What to work on: Among the entries below, please repeat exactly and only the lines from the line containing "Objective: locate each instance of the dark" to the line containing "Objective: locate each instance of the green shrub", both lines included.

[Region pointing data]
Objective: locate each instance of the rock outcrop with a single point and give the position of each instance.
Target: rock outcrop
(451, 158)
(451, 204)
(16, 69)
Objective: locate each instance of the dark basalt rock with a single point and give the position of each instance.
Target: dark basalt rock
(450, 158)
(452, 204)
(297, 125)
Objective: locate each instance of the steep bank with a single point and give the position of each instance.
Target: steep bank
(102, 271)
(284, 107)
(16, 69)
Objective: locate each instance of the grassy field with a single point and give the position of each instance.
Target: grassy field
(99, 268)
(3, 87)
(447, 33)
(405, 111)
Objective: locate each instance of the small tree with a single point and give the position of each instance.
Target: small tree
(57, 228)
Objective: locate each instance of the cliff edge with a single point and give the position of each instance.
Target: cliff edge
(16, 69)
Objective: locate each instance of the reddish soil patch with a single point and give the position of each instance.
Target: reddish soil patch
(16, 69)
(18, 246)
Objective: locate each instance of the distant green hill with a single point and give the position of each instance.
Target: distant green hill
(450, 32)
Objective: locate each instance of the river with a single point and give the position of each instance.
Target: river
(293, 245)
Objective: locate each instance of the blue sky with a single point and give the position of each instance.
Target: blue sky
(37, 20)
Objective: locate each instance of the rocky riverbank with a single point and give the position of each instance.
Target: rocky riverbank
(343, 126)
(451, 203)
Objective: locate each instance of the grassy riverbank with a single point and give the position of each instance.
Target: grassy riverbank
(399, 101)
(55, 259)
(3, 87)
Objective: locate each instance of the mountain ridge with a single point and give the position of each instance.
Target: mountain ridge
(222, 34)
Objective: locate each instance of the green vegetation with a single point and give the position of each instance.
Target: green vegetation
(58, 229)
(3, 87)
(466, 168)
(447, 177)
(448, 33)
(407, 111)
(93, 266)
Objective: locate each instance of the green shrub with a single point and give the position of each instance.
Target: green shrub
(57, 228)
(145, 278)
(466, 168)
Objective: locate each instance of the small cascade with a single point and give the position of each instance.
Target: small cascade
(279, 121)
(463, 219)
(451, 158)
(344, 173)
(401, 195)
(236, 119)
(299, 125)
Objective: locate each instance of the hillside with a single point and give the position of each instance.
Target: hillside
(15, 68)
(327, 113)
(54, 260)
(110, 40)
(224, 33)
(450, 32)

Answer box:
Objective: locate each instance of the dark basalt rock with a single point and give the position of each instance.
Target: dark basalt rock
(450, 158)
(452, 204)
(297, 125)
Objective: locate each instance of the steep bank with a single point and give the position of each instance.
Target: steep bank
(102, 271)
(284, 107)
(16, 69)
Objective: locate each instance of the grassy field with a single point and give the position of each instance.
Target: grassy field
(99, 268)
(3, 87)
(447, 33)
(405, 111)
Objective: locate each instance of the small tree with a single point and give the position of each instance.
Target: small tree
(57, 228)
Objective: locate each instance of the cliff edge with a single point and give the position of each instance.
Target: cliff edge
(16, 69)
Objective: locate each instance of the reddish soil patch with a single point and give the position of each instance.
Target: reddish soil patch
(16, 69)
(18, 246)
Objective: locate each instance of the distant green hill with a single point and give the position of each instance.
Target: distant green hill
(450, 32)
Objective: locate each instance of the river with a single point and give the position of each instance.
Target: river
(293, 245)
Objective: locate each instance of the blue sky with a single point and give the position of each instance.
Target: blue sky
(37, 20)
Objective: locate each instance of the rocky riverbank with a single point and give the position of each instance.
Target: rocky riverbank
(343, 126)
(451, 203)
Objective: locate each instance of the grassy riverbank with a single point and give the position of each instance.
Target: grassy riverbank
(399, 101)
(55, 259)
(3, 87)
Objective: locate each instance of the mountain ridge with a single point and give the position of each instance.
Target: mountain ridge
(222, 34)
Objective: locate each instance of the green vegetation with a single point and give the position of each instance.
Target: green vegetation
(58, 229)
(3, 87)
(466, 168)
(447, 177)
(448, 33)
(407, 111)
(93, 266)
Objective: locate each instance of the green shrub with a single point and give the position of each instance.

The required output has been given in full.